**PROBLEM**: A verbatim reproduction of the lines below, from the line containing "-- for every" through the line containing "Query: white sky", both ends included, is the whole required output.

**WORKING DATA**:
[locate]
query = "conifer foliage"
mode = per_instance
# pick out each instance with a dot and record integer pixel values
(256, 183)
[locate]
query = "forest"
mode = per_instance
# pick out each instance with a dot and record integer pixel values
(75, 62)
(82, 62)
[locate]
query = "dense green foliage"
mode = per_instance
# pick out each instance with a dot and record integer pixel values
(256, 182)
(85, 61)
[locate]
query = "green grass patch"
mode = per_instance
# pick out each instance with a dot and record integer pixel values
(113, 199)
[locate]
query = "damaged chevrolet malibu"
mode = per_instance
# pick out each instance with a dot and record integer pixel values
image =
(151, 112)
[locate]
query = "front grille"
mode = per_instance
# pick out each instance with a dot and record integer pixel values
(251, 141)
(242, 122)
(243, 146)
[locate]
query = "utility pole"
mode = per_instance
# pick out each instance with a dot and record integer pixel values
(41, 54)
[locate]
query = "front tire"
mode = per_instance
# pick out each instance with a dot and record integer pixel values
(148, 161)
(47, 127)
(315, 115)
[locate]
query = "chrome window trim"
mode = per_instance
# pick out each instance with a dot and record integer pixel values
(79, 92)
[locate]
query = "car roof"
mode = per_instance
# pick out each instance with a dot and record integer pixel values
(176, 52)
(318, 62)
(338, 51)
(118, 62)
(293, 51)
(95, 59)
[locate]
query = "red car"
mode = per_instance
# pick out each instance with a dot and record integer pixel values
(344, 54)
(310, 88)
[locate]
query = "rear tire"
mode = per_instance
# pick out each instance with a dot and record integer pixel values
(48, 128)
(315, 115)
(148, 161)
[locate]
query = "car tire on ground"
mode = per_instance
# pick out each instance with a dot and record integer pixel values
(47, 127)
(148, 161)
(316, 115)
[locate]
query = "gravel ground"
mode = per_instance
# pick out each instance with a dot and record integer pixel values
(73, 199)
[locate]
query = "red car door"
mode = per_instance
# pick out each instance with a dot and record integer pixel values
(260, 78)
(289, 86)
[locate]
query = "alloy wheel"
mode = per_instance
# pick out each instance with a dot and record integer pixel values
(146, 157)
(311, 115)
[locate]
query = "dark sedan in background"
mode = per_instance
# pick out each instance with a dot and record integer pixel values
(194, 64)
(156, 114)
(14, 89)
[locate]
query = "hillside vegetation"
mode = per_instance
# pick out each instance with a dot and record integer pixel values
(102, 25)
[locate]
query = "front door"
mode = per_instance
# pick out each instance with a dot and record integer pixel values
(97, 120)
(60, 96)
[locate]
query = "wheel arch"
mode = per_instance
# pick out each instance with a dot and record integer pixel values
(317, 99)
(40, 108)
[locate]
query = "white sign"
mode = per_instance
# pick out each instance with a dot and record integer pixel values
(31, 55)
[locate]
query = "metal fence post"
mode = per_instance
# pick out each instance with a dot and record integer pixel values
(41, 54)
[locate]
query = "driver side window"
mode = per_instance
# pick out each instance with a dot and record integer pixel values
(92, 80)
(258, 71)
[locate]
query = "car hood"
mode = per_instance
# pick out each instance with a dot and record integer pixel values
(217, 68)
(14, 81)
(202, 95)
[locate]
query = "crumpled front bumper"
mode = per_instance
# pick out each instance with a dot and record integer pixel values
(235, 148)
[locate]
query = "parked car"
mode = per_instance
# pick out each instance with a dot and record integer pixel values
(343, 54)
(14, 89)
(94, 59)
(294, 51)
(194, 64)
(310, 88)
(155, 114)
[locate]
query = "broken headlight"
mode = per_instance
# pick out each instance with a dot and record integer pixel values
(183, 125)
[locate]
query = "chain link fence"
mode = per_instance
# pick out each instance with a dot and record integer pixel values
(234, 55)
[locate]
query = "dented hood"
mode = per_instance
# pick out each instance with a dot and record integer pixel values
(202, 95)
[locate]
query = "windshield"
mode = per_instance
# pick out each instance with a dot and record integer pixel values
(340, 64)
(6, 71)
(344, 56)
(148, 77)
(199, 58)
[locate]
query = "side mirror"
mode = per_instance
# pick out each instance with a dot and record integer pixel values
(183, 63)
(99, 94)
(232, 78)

--

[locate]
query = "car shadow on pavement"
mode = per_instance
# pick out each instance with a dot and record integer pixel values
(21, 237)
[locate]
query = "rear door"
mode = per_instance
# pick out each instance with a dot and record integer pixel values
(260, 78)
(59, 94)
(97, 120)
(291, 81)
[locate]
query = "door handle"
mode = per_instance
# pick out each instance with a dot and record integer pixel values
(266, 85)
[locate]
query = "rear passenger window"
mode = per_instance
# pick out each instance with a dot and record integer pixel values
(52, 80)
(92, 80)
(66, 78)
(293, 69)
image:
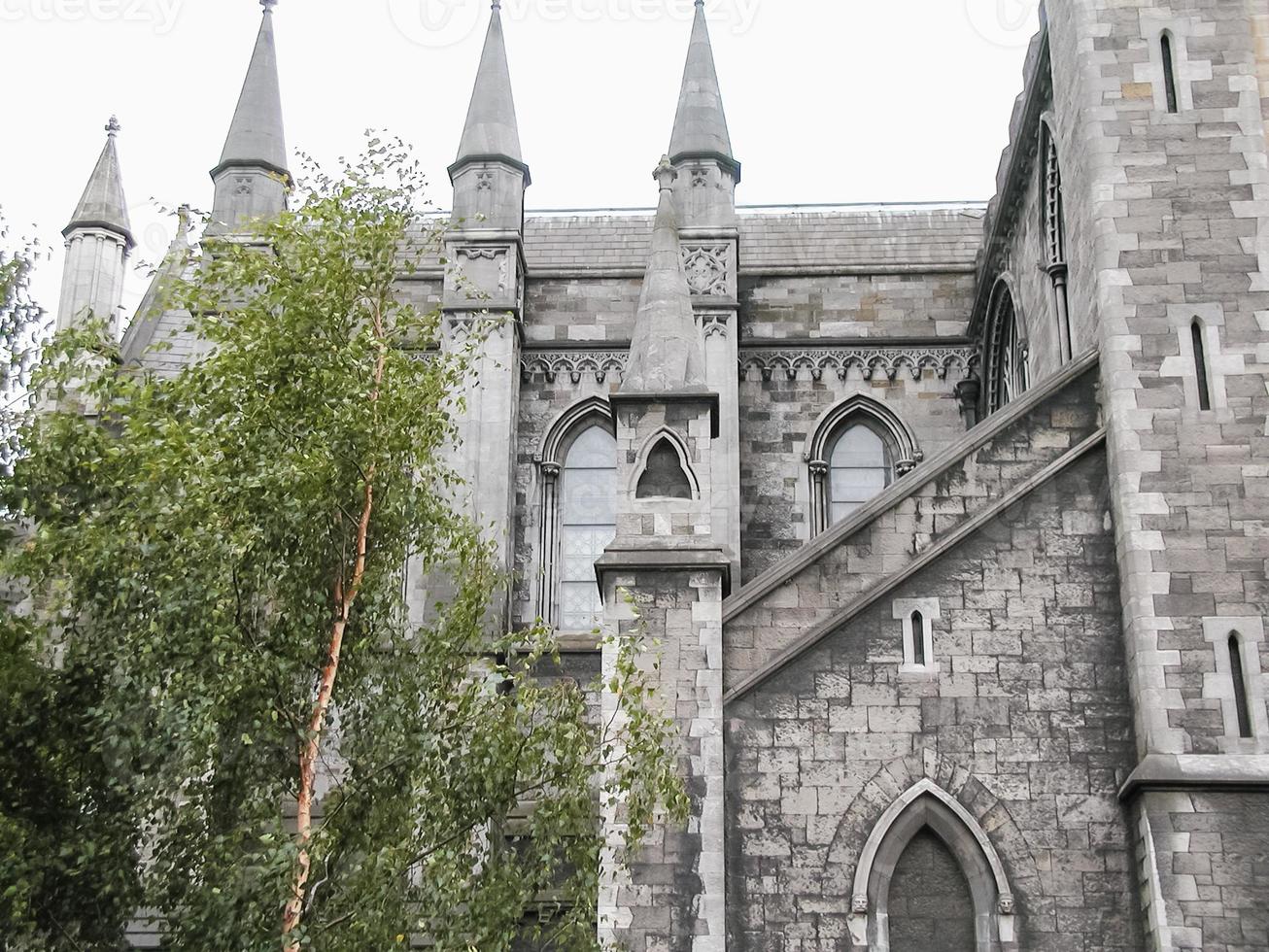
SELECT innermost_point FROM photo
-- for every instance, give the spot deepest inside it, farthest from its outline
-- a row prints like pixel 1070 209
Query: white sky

**TASK ANSWER**:
-- for every instance, give the spot deepest inside it, farthest from its outline
-- a row prints like pixel 1070 209
Query: white sky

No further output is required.